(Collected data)

···

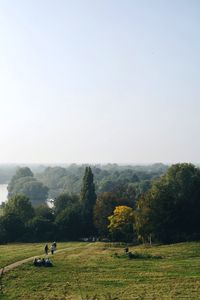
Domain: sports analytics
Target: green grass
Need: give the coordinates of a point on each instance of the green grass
(95, 269)
(14, 252)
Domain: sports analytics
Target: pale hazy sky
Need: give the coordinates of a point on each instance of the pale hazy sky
(99, 81)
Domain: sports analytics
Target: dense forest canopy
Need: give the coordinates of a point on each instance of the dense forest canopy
(139, 204)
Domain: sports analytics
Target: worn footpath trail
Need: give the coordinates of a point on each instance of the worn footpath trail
(23, 261)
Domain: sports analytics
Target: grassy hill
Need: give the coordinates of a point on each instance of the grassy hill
(102, 271)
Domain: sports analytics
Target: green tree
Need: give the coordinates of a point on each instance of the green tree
(13, 228)
(21, 207)
(121, 224)
(69, 223)
(88, 200)
(171, 207)
(63, 201)
(41, 229)
(44, 211)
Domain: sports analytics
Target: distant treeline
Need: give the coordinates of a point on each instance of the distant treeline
(131, 204)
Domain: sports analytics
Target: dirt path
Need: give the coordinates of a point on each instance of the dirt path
(23, 261)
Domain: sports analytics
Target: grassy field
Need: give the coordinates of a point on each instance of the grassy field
(14, 252)
(102, 272)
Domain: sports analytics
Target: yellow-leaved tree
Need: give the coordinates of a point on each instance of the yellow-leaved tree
(121, 224)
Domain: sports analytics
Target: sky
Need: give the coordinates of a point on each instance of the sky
(99, 81)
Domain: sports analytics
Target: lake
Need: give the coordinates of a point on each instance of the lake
(3, 192)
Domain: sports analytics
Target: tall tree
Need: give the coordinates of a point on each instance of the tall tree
(88, 199)
(170, 209)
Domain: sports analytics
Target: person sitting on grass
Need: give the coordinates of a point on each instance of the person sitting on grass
(53, 248)
(48, 263)
(46, 249)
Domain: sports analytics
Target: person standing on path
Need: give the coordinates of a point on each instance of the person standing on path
(53, 248)
(46, 249)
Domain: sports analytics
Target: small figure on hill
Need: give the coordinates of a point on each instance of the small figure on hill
(53, 248)
(55, 245)
(46, 249)
(48, 263)
(126, 249)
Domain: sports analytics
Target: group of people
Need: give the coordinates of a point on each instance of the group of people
(39, 262)
(52, 248)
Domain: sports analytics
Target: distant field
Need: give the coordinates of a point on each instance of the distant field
(86, 270)
(14, 252)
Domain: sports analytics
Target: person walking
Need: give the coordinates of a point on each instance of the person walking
(46, 249)
(53, 248)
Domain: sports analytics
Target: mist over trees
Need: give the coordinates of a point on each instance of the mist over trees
(24, 183)
(139, 206)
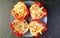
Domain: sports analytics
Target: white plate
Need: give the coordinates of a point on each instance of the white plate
(29, 3)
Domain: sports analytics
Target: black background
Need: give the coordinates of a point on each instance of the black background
(53, 24)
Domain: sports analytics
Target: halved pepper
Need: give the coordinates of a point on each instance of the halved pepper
(19, 27)
(37, 27)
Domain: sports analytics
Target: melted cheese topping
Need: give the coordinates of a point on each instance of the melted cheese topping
(35, 28)
(36, 11)
(19, 10)
(20, 26)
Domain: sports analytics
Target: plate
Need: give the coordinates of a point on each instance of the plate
(28, 19)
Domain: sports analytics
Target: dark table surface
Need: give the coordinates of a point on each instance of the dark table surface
(53, 24)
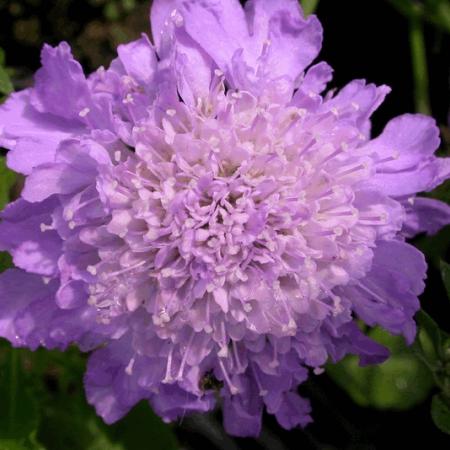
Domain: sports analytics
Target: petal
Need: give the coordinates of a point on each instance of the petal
(425, 215)
(316, 78)
(17, 291)
(61, 87)
(31, 136)
(404, 156)
(139, 59)
(76, 166)
(218, 26)
(109, 388)
(356, 102)
(387, 296)
(405, 142)
(293, 41)
(23, 234)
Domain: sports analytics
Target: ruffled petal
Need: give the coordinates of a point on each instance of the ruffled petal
(17, 291)
(60, 85)
(404, 156)
(21, 233)
(139, 60)
(31, 137)
(387, 296)
(109, 388)
(425, 215)
(279, 29)
(356, 102)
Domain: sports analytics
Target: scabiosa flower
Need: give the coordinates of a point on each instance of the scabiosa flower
(207, 222)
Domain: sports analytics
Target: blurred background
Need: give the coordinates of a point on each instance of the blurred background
(401, 43)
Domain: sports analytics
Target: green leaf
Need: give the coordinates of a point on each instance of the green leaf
(7, 180)
(18, 412)
(445, 272)
(440, 412)
(309, 6)
(430, 337)
(142, 425)
(5, 261)
(6, 86)
(11, 444)
(399, 383)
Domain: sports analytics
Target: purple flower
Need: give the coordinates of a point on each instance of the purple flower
(206, 221)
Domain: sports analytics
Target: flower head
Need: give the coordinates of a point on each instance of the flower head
(206, 221)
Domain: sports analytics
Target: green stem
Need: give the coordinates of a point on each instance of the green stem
(13, 386)
(309, 6)
(419, 65)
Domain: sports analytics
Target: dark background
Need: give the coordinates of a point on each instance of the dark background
(363, 39)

···

(Work instructions) Leave out every picture and copy the rest of the records exactly.

(Answer for the task)
Domain: sports analytics
Target: green grass
Need: give the coordinates of a point on each instance of the green grass
(95, 269)
(14, 252)
Domain: sports analytics
Target: pale hazy sky
Need: give the coordinates of a point on each instance of the pale hazy sky
(99, 81)
Domain: sports analytics
Target: dense forest canopy
Need: give the coordinates of a point on each instance of the dense forest canopy
(139, 204)
Domain: sports analytics
Target: worn footpath trail
Need: give the coordinates of a point on each instance of the worn footpath trail
(23, 261)
Domain: sports analytics
Target: grassy hill
Need: give the coordinates of a point on each instance of the grassy hill
(102, 271)
Domain: sports analytics
Target: green tree
Need: give the coordinates of a point on each instance of the green tree
(13, 228)
(21, 207)
(121, 224)
(69, 223)
(88, 200)
(171, 207)
(63, 201)
(41, 229)
(44, 211)
Domain: sports analytics
Target: distant treeline
Need: give the coordinates of a point on each instance of the distant treeline
(131, 204)
Domain: sports analytics
Target: dirt path
Need: give the coordinates of a point on each instance of the dirt path
(23, 261)
Domain: sports analytics
Target: grassy field
Need: give the coordinates of a point on each instance of the grassy field
(14, 252)
(102, 272)
Domain: sports analytics
Target: yellow-leaved tree
Need: give the coordinates of a point on each instance of the yellow-leaved tree
(121, 224)
Domain: sports analytics
Target: sky
Need: give the coordinates of a point on each instance of the sky
(99, 81)
Domain: sports analytics
Target: lake
Need: give the coordinates of a point on each instance of the lake
(3, 192)
Domain: sports analytics
Target: tall tree
Need: give the coordinates of a point on each instance of the tall tree
(88, 199)
(170, 209)
Domain: sports analytics
Target: person sitting on grass
Need: give the coordinates of a point on each instance of the person sitting on grass
(53, 248)
(48, 263)
(46, 249)
Domain: sports analytics
Target: person standing on path
Need: give the coordinates of a point on each instance of the person standing on path
(53, 248)
(46, 249)
Domain: sports analytics
Target: small figure on hill
Need: give the coordinates of a point on each instance of the small figure on hill
(53, 248)
(55, 245)
(46, 249)
(48, 263)
(126, 249)
Domain: sports analytics
Target: group of people
Need: give the coordinates of a point on each instance of the group of people
(39, 262)
(52, 248)
Domain: sports analytics
Target: distant field
Need: give the coordinates of a point on each instance of the distant field
(86, 270)
(14, 252)
Domain: sports analytics
Target: person walking
Need: give the coordinates of a point on each instance of the person walking
(46, 249)
(53, 248)
Domain: sports analytics
Target: mist over trees
Need: give the coordinates of a point on each instance of the mist over trees
(24, 183)
(139, 206)
Domain: sports analytics
Target: white plate
Need: give the coordinates of a point on each instance of the white plate
(29, 3)
Domain: sports analytics
Target: black background
Need: give the coordinates of a point on each instance of the black background
(53, 24)
Domain: sports analytics
Target: halved pepper
Need: give the coordinates of a point on each instance of the halved pepper
(19, 27)
(37, 27)
Domain: sports analytics
Target: melted cheese topping
Need: give the coordinates of a point on each instance of the melted cheese topping
(35, 28)
(36, 11)
(19, 10)
(20, 26)
Domain: sports analytics
Target: plate
Need: give the coordinates of a point on each instance of the plate
(28, 19)
Domain: sports analytics
Target: dark table surface
Need: give the coordinates of a point on each instance of the dark table surface
(53, 24)
Domain: sports analytics
Target: petal
Need: give the coordinates of a point on each instance of the petal
(425, 215)
(316, 78)
(17, 291)
(61, 87)
(31, 136)
(404, 156)
(139, 59)
(76, 166)
(218, 26)
(109, 388)
(356, 102)
(387, 296)
(405, 142)
(293, 41)
(23, 234)
Domain: sports analytics
Target: ruffled petal
Need: give the coordinates of a point on each instance of the ruffled petal
(17, 291)
(60, 85)
(404, 156)
(21, 233)
(139, 60)
(31, 137)
(387, 296)
(109, 388)
(425, 215)
(279, 29)
(356, 102)
Domain: sports analytics
Target: scabiosa flower
Need: give the coordinates of a point on each instance of the scabiosa flower
(207, 222)
Domain: sports analytics
Target: blurred background
Need: give the coordinates of a point on each instance of the blurred background
(401, 43)
Domain: sports analytics
Target: green leaf
Need: give the coordinates of a point on each instance of the green leaf
(7, 180)
(18, 412)
(445, 272)
(440, 412)
(309, 6)
(430, 337)
(142, 425)
(5, 261)
(6, 86)
(11, 444)
(399, 383)
Domain: sports analytics
Target: purple flower
Need: give the coordinates of a point on each instance of the purple flower
(206, 221)
Domain: sports analytics
Target: flower head
Need: give the coordinates of a point on each instance of the flower head
(206, 221)
Domain: sports analytics
Target: green stem
Need: give the coordinates of a point on each instance of the green stem
(13, 386)
(309, 6)
(419, 65)
Domain: sports analytics
Target: dark background
Need: give the coordinates of a point on each instance of the dark background
(363, 39)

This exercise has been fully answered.